-- start of EXTRACTED RECORDS --
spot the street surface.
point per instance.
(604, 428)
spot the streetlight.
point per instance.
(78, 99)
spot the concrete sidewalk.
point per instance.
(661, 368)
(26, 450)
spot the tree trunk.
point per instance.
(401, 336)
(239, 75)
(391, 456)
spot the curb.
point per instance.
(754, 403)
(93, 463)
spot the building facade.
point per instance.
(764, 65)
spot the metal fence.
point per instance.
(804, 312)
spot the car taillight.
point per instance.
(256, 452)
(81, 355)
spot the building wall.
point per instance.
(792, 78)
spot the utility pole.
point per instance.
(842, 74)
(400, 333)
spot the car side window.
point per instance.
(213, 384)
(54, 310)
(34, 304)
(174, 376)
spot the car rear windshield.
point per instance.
-- end of EXTRACTED RECORDS --
WHAT NEEDS TO BE DONE | Give an exact copy of all the data shown above.

RESULT OF THIS EXERCISE |
spot the street surface.
point per instance.
(604, 428)
spot the streetlight.
point per instance.
(78, 99)
spot the concrete sidewalk.
point per instance.
(661, 368)
(26, 450)
spot the tree trunk.
point per instance.
(401, 336)
(239, 75)
(391, 456)
spot the curb.
point per instance.
(754, 403)
(93, 463)
spot the building facade.
point per instance.
(764, 65)
spot the metal fence.
point per instance.
(804, 312)
spot the car taillight.
point per instance.
(256, 452)
(81, 355)
spot the building wall.
point per instance.
(792, 78)
spot the utility pole.
point per instance.
(842, 74)
(400, 333)
spot the car side window.
point per instance.
(213, 384)
(54, 310)
(34, 304)
(174, 376)
spot the car rear windshield.
point per instance.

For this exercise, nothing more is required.